Input data ▸
====

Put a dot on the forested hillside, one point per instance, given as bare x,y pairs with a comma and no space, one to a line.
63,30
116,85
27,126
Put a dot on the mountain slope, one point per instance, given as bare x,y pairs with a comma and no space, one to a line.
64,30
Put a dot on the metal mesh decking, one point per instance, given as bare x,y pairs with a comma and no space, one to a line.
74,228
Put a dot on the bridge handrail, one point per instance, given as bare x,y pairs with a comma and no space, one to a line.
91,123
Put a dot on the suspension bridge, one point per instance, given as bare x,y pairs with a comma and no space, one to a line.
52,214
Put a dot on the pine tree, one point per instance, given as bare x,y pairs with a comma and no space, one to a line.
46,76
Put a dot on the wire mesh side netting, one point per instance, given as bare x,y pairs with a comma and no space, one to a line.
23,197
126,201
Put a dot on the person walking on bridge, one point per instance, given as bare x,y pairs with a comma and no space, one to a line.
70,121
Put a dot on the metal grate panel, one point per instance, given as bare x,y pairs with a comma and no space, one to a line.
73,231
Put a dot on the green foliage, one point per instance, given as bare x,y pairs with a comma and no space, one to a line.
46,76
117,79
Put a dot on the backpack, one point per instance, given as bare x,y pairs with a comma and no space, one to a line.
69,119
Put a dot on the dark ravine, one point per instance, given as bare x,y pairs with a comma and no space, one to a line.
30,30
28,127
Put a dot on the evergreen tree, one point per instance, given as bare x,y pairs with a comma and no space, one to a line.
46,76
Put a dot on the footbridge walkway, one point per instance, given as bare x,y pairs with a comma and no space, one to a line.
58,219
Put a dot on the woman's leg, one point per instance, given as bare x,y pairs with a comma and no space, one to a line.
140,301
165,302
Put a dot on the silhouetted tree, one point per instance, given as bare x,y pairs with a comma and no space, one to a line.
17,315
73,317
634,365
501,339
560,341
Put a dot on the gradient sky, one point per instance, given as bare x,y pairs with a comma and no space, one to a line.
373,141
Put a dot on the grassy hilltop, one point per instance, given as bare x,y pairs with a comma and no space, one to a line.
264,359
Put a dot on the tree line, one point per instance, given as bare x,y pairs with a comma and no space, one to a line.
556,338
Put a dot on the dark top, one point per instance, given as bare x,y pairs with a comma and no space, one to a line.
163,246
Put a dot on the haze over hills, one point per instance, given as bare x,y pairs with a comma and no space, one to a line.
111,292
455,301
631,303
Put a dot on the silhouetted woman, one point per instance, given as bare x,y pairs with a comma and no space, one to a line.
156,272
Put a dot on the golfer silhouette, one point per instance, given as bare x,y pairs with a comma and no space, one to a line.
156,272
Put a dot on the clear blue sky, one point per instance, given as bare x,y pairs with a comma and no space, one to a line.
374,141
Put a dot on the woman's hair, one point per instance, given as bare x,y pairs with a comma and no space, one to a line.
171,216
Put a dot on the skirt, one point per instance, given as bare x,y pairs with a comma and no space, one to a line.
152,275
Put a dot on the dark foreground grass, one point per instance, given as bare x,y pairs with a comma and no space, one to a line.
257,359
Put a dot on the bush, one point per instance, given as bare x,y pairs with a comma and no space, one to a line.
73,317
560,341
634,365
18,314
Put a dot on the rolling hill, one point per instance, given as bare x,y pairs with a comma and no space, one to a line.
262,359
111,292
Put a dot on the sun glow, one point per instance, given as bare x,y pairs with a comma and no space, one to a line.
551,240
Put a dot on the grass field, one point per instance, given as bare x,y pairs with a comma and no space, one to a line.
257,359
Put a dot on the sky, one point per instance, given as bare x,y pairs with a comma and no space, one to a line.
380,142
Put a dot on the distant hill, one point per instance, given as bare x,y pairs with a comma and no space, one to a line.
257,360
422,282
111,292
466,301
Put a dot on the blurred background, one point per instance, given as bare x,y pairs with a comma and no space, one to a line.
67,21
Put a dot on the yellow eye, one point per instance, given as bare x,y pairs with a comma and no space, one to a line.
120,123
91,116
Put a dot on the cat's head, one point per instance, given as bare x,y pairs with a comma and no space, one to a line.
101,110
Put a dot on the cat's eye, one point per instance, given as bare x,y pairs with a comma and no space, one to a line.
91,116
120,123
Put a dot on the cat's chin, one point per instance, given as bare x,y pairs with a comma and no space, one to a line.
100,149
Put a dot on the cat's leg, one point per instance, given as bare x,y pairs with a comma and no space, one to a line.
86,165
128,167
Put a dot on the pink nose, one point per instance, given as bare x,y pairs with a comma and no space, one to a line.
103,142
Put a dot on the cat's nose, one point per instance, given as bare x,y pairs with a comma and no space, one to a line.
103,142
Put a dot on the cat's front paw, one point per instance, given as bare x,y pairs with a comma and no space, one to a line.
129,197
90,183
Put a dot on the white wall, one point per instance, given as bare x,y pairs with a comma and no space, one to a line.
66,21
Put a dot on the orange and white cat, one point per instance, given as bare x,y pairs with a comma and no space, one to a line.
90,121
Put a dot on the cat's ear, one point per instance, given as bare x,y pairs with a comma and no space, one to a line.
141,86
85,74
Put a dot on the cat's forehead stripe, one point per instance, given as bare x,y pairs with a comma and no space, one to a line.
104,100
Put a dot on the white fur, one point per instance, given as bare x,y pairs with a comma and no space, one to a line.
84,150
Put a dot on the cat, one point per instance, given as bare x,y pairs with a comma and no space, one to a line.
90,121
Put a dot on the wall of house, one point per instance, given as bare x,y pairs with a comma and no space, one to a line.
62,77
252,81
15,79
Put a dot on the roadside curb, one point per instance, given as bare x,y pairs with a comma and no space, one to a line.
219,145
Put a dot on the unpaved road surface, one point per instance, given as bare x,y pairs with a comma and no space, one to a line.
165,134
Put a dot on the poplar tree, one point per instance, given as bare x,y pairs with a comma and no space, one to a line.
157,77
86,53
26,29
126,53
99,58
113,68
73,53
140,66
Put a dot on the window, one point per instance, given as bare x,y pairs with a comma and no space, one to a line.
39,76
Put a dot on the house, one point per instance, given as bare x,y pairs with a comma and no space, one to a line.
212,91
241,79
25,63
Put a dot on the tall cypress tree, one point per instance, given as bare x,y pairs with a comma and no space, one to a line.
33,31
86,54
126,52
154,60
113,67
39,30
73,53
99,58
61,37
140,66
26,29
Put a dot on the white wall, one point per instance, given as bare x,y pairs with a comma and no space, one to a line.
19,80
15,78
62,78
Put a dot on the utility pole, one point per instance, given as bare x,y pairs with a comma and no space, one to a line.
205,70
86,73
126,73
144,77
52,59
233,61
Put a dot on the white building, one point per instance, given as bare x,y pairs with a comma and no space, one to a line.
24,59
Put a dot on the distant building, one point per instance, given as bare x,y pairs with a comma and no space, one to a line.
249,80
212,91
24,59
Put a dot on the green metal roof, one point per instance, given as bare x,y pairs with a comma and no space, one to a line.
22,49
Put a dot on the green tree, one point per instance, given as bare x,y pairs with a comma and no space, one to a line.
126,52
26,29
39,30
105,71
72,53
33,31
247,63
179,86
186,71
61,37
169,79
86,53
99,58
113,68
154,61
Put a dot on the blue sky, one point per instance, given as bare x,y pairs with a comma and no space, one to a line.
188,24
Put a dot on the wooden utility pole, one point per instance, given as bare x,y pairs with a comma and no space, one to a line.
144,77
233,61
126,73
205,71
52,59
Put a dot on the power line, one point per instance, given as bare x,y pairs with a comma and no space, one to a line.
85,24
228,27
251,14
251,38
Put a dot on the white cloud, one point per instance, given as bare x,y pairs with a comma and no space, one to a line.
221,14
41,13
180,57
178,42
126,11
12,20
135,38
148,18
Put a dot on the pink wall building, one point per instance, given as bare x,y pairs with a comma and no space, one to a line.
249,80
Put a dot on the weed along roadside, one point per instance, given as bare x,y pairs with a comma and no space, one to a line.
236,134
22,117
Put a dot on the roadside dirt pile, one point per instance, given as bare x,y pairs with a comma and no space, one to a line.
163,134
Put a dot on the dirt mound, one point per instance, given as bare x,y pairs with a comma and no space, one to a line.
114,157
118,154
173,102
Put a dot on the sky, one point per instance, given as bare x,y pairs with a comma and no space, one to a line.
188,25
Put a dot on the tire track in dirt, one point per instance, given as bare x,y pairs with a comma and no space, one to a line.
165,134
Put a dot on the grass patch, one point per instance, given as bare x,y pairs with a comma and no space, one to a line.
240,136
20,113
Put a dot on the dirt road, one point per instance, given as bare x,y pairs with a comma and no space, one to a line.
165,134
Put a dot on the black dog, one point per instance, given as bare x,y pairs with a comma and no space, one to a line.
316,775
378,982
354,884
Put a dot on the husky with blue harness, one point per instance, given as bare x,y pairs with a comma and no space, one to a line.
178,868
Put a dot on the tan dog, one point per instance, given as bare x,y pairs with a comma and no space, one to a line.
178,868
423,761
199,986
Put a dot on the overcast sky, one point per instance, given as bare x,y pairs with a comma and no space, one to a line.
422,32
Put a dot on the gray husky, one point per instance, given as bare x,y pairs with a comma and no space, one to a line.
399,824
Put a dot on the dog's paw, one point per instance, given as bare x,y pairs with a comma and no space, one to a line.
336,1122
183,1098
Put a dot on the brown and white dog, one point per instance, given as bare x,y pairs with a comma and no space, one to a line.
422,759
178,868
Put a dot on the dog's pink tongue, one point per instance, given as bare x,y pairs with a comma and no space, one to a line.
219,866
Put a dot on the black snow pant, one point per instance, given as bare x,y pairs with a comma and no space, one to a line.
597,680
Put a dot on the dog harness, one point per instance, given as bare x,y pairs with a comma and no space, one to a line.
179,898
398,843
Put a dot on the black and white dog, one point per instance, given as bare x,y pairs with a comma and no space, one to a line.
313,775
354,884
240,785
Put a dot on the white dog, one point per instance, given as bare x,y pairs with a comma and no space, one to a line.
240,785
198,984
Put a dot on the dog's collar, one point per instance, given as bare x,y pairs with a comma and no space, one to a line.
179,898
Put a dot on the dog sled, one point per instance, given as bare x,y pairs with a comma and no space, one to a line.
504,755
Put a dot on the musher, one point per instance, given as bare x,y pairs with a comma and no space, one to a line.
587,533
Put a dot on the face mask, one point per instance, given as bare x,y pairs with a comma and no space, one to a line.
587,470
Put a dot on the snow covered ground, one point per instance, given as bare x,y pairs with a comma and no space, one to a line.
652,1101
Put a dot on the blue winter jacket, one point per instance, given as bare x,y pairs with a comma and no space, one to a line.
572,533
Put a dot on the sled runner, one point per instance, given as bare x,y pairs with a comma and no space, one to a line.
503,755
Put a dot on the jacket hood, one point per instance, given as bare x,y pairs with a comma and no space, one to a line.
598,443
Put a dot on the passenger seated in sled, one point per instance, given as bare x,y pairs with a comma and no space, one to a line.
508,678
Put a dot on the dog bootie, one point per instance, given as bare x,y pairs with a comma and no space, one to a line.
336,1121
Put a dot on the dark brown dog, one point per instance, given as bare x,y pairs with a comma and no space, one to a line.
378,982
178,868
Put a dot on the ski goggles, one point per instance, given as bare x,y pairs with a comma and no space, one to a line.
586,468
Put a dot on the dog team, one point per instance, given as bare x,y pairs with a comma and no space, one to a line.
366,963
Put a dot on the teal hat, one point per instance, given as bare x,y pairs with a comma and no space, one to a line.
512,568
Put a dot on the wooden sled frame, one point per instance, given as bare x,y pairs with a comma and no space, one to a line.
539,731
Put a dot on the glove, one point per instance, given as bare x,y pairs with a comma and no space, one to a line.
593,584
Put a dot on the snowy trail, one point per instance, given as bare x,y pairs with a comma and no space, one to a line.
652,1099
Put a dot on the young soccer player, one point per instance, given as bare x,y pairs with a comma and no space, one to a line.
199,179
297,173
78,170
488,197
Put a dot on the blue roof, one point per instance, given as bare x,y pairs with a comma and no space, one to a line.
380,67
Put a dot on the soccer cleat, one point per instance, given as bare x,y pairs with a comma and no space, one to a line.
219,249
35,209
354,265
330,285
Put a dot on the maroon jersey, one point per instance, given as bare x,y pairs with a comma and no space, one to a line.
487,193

====

What is expected ▸ Once you reach the line containing "Put a dot on the dog team, one", output that line and each one after it exactly, ending with the final line of the listing and adding nothing else.

Answer below ▸
Put a dot on the dog team, one point per instance, given as bare x,y pairs with a comma and no space, one to a line.
366,963
Put a dot on the teal hat, one point per instance, given as bare x,y pairs with a comma and no space, one to a line.
512,568
Put a dot on the wooden sled frame, one point per instance, given as bare x,y pairs with a comma and no space, one to a line.
539,731
Put a dot on the glove, one point per instance, given as bare x,y pairs with a comma and no space, one to a line.
593,584
Put a dot on the snowy trail, one point per instance, given as bare x,y pairs with a comma and no space, one to a line.
652,1099
Put a dot on the young soccer player, one point per instance, given as bare x,y pairs with a comma and no space, one to a line.
199,179
297,173
78,170
488,197
Put a dot on the blue roof, one point per instance, given as bare x,y pairs with a comma and no space, one to a line.
380,67
Put a dot on the soccer cleat, one point per instance, given as bare x,y pairs with a comma and no space, one to a line.
219,249
35,209
354,265
330,285
Put a dot on the maroon jersey, one point per instance, given as bare x,y pairs with a comma and no space, one to a line.
487,193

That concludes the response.